Task requirements: Write the line that includes "house in background." and all subsequent lines, exactly as written, and nothing more.

Material for this exercise:
>>>
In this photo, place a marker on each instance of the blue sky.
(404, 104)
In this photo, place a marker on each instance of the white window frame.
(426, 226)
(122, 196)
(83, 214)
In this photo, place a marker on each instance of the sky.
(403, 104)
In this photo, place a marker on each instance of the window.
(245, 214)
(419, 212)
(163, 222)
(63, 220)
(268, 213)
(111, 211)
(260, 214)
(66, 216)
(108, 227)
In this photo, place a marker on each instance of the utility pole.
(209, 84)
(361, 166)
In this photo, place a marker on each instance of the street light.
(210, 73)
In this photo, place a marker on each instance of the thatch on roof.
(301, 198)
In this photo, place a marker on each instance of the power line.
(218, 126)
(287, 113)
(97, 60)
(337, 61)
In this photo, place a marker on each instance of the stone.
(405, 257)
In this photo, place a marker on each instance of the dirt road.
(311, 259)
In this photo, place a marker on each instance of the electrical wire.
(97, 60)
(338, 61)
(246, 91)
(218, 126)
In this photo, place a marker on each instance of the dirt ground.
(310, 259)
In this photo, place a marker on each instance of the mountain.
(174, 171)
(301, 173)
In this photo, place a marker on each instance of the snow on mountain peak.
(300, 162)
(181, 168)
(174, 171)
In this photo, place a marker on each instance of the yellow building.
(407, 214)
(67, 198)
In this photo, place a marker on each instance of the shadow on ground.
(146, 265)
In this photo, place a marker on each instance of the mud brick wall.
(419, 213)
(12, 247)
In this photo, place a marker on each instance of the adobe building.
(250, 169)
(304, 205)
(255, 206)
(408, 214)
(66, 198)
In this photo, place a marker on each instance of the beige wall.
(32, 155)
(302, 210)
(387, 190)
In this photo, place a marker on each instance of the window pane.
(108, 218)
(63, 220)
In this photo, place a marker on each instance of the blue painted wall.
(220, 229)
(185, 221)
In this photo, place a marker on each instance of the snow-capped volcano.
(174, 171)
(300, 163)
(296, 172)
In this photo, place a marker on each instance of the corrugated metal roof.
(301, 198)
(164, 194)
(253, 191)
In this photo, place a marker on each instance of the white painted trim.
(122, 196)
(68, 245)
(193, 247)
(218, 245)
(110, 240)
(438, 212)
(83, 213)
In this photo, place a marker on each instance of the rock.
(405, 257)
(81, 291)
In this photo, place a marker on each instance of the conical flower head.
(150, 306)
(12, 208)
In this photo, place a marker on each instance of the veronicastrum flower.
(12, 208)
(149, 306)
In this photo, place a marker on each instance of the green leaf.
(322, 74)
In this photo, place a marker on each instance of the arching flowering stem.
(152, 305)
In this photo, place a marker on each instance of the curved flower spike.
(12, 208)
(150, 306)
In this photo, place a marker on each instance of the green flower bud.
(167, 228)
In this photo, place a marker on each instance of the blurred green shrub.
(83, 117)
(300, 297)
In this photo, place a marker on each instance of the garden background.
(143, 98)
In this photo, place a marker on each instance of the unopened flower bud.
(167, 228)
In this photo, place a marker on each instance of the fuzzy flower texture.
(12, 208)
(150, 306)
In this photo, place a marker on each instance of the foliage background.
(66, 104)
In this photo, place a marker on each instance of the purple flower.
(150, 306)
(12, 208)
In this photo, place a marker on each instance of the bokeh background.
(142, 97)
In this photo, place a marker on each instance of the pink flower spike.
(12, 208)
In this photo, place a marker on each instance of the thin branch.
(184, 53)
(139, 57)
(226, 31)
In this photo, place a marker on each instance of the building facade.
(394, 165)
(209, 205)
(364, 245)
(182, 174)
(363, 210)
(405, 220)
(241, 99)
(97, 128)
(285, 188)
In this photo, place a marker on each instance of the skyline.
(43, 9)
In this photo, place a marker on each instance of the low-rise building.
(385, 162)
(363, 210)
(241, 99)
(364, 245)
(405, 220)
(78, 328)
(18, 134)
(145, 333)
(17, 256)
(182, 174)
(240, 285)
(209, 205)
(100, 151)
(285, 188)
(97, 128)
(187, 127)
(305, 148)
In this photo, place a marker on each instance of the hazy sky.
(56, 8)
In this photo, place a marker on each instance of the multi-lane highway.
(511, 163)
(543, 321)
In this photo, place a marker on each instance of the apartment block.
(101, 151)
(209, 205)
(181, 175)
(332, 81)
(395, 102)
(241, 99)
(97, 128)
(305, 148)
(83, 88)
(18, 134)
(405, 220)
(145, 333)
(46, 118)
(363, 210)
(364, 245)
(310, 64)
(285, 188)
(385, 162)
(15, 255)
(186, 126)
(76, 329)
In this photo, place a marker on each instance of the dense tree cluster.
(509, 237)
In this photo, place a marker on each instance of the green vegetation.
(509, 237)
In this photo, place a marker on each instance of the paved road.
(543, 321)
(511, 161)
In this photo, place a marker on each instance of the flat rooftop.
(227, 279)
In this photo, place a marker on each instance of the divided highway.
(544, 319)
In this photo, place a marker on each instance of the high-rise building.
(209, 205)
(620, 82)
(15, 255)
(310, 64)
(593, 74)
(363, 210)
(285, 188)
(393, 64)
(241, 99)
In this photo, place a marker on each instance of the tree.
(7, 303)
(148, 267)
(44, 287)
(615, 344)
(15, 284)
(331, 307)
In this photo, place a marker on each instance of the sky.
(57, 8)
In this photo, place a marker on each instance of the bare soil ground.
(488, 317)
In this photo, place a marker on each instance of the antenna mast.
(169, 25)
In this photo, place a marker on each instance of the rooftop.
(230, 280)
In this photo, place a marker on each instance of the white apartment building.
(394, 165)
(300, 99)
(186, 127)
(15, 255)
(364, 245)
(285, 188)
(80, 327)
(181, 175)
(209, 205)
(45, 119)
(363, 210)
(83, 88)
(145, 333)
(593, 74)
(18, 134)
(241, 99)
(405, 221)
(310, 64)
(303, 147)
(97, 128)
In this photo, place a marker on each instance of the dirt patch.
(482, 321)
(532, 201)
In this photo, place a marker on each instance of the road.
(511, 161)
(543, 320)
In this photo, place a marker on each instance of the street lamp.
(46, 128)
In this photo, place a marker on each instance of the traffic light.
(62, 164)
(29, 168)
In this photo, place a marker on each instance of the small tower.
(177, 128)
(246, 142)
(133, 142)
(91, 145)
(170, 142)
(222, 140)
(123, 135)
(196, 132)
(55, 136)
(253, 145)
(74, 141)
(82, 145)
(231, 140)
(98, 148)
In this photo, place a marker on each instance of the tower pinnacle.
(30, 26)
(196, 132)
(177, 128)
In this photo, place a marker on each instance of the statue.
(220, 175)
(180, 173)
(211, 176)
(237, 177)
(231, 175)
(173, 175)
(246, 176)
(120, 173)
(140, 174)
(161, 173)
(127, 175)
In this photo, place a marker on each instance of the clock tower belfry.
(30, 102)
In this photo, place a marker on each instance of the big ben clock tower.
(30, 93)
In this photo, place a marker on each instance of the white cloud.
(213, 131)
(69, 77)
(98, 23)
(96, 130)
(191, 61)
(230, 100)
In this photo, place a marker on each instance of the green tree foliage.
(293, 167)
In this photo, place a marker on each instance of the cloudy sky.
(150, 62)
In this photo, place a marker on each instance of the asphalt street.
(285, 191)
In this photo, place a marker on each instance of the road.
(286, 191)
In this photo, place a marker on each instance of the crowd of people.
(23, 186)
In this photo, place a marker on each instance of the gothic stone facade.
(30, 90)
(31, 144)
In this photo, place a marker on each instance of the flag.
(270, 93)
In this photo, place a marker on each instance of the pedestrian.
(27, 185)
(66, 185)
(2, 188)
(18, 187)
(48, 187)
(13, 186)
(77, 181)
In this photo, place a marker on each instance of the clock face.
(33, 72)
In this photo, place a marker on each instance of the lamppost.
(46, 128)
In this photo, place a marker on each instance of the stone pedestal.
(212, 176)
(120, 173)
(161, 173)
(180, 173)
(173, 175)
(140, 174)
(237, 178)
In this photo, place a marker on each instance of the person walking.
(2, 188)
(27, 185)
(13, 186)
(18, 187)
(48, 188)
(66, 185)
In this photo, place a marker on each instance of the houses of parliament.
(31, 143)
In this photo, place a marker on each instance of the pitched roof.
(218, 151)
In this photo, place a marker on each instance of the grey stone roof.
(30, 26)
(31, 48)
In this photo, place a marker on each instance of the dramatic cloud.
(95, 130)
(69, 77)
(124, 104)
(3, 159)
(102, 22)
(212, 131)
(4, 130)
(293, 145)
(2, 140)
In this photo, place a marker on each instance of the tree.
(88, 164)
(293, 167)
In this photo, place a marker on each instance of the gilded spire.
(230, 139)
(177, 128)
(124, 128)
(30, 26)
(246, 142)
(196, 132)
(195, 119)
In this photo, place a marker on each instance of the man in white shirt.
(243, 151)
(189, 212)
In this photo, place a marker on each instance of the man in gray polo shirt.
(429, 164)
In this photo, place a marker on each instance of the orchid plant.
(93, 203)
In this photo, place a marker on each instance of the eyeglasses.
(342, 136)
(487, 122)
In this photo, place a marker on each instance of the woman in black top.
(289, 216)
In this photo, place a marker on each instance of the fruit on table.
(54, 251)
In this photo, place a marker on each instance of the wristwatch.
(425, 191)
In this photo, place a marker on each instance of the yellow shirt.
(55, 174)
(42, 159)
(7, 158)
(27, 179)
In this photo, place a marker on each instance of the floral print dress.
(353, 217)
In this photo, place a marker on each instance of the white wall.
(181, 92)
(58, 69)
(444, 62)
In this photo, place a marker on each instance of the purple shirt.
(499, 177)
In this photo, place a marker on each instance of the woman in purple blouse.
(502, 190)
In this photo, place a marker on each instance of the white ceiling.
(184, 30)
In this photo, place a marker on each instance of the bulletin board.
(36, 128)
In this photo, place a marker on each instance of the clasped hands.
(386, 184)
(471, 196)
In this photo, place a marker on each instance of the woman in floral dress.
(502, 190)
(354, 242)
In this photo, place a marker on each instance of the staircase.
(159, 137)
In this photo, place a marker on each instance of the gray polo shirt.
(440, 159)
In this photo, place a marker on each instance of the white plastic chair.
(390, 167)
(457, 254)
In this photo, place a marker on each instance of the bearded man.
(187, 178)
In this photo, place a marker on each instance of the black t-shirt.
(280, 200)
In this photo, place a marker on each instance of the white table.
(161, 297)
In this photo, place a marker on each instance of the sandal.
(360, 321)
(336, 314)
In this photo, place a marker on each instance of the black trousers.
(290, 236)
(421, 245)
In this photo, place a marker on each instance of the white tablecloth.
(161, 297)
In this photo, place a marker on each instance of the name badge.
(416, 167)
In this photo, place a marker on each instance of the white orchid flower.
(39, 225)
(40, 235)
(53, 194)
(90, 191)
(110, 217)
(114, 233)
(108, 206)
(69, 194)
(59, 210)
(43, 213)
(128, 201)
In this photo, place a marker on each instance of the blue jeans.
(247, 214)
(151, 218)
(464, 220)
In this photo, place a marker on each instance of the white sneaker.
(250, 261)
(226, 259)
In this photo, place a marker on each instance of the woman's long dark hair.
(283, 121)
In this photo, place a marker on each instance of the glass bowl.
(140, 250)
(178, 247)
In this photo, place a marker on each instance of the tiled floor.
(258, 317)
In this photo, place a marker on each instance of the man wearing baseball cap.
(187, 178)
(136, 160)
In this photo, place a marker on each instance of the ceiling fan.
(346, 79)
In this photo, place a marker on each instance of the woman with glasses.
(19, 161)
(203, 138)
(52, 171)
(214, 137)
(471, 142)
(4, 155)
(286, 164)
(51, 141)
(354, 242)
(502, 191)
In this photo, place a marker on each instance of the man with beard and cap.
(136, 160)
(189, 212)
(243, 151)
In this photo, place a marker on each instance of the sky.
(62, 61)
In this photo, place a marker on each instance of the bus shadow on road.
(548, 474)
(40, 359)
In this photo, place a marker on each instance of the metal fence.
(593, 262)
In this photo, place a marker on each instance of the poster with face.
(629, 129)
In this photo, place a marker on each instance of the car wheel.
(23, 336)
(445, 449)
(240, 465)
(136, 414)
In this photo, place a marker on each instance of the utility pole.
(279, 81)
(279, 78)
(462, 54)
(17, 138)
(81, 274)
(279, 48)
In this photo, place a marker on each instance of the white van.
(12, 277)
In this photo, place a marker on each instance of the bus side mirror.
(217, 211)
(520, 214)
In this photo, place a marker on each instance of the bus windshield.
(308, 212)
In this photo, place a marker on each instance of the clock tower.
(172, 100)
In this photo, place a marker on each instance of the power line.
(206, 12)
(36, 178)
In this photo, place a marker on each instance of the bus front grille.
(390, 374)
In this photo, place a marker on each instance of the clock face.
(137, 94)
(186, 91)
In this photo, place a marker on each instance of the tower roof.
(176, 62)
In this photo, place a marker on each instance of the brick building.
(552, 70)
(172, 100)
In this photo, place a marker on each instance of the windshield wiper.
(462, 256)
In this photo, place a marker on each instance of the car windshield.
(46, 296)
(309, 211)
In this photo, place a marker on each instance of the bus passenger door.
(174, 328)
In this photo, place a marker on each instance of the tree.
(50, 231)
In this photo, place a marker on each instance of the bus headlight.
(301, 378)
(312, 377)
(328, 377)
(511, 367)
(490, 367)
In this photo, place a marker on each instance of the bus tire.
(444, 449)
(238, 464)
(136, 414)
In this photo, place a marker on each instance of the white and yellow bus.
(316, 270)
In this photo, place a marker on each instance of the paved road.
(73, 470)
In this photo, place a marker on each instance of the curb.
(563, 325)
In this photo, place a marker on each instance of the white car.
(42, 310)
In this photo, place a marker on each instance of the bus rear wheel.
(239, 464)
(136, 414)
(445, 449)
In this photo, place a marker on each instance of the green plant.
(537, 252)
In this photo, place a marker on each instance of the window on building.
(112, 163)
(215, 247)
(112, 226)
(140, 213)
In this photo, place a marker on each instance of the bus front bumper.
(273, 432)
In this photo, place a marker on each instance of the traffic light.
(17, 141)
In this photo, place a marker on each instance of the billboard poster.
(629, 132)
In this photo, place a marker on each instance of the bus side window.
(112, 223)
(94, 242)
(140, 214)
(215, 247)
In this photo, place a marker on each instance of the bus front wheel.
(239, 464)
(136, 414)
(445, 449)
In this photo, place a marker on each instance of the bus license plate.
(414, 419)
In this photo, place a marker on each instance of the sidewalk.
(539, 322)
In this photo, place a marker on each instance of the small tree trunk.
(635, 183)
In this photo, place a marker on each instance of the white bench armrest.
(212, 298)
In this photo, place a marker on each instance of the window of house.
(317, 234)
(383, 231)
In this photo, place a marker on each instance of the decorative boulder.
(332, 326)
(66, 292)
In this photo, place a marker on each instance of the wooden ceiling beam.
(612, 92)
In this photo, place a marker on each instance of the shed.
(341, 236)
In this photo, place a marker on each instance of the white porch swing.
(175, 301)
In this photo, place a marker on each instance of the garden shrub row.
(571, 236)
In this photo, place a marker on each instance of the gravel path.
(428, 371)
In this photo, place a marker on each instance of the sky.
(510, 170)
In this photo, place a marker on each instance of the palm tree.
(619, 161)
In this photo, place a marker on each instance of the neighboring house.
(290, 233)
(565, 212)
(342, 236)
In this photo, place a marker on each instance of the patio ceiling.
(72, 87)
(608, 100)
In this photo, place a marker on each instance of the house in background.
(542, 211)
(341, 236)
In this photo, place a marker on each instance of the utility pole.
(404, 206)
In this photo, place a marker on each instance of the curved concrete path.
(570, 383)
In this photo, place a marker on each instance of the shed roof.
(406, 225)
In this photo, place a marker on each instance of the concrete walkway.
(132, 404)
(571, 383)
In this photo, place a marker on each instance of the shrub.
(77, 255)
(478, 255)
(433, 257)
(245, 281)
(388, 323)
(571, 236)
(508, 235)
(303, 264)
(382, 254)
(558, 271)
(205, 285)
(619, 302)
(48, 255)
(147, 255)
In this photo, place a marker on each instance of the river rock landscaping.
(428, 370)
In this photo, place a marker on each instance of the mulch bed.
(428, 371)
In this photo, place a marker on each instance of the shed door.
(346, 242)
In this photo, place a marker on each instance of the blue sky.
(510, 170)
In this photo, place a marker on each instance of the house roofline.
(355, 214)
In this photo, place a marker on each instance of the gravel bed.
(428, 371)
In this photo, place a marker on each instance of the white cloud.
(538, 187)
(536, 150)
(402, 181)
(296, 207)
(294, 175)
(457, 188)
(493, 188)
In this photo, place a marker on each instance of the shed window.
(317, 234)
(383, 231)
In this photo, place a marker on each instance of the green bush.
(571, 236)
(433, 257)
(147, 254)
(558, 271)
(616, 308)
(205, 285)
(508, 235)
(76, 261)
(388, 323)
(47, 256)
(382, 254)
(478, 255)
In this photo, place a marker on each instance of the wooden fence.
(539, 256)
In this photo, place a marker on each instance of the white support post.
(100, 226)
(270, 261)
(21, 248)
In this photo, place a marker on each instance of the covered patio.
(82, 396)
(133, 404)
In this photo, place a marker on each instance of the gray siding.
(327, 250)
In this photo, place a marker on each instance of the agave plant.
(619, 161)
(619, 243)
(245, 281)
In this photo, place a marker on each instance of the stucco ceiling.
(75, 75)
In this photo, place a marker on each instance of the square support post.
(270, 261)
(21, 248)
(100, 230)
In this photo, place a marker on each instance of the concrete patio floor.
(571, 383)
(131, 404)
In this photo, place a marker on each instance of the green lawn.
<<<
Answer for the task:
In this photo, place a marker on each instance of the house in background.
(542, 211)
(341, 236)
In this photo, place a marker on each instance of the utility pole.
(404, 206)
In this photo, place a marker on each instance of the curved concrete path.
(570, 383)
In this photo, place a marker on each instance of the shed roof.
(406, 225)
In this photo, place a marker on each instance of the concrete walkway.
(132, 404)
(571, 383)
In this photo, place a marker on each instance of the shrub.
(77, 255)
(478, 255)
(433, 257)
(245, 281)
(388, 323)
(571, 236)
(508, 235)
(303, 264)
(382, 254)
(558, 271)
(205, 285)
(619, 302)
(48, 255)
(147, 255)
In this photo, place a marker on each instance of the river rock landscaping.
(428, 370)
In this photo, place a marker on each instance of the mulch bed.
(428, 371)
In this photo, place a marker on each instance of the shed door.
(346, 242)
In this photo, place a marker on each instance of the blue sky.
(510, 170)
In this photo, place a marker on each instance of the house roofline.
(355, 214)
In this photo, place a marker on each instance of the gravel bed.
(428, 371)
In this photo, place a marker on each instance of the white cloud.
(538, 187)
(536, 150)
(402, 181)
(296, 207)
(294, 175)
(457, 188)
(493, 188)
In this photo, place a marker on each instance of the shed window.
(317, 234)
(383, 231)
In this photo, place a marker on each instance of the green bush.
(571, 236)
(433, 257)
(147, 254)
(558, 271)
(616, 308)
(205, 285)
(508, 235)
(76, 261)
(388, 323)
(47, 256)
(382, 254)
(478, 255)
In this photo, place a marker on each instance of the wooden fence.
(539, 256)
In this photo, place a marker on each instance of the white support post.
(100, 226)
(270, 261)
(21, 248)
In this photo, place a marker on each instance of the covered patio.
(82, 396)
(133, 404)
In this photo, place a marker on each instance of the gray siding.
(327, 250)
In this photo, place a marker on each instance of the agave plant.
(619, 161)
(619, 243)
(245, 281)
In this photo, place a marker on each instance of the stucco ceiling.
(75, 75)
In this photo, place a marker on each instance of the square support post.
(270, 261)
(21, 248)
(100, 230)
In this photo, place a marker on each instance of the concrete patio floor.
(571, 383)
(131, 404)
In this photo, place a marker on each instance of the green lawn.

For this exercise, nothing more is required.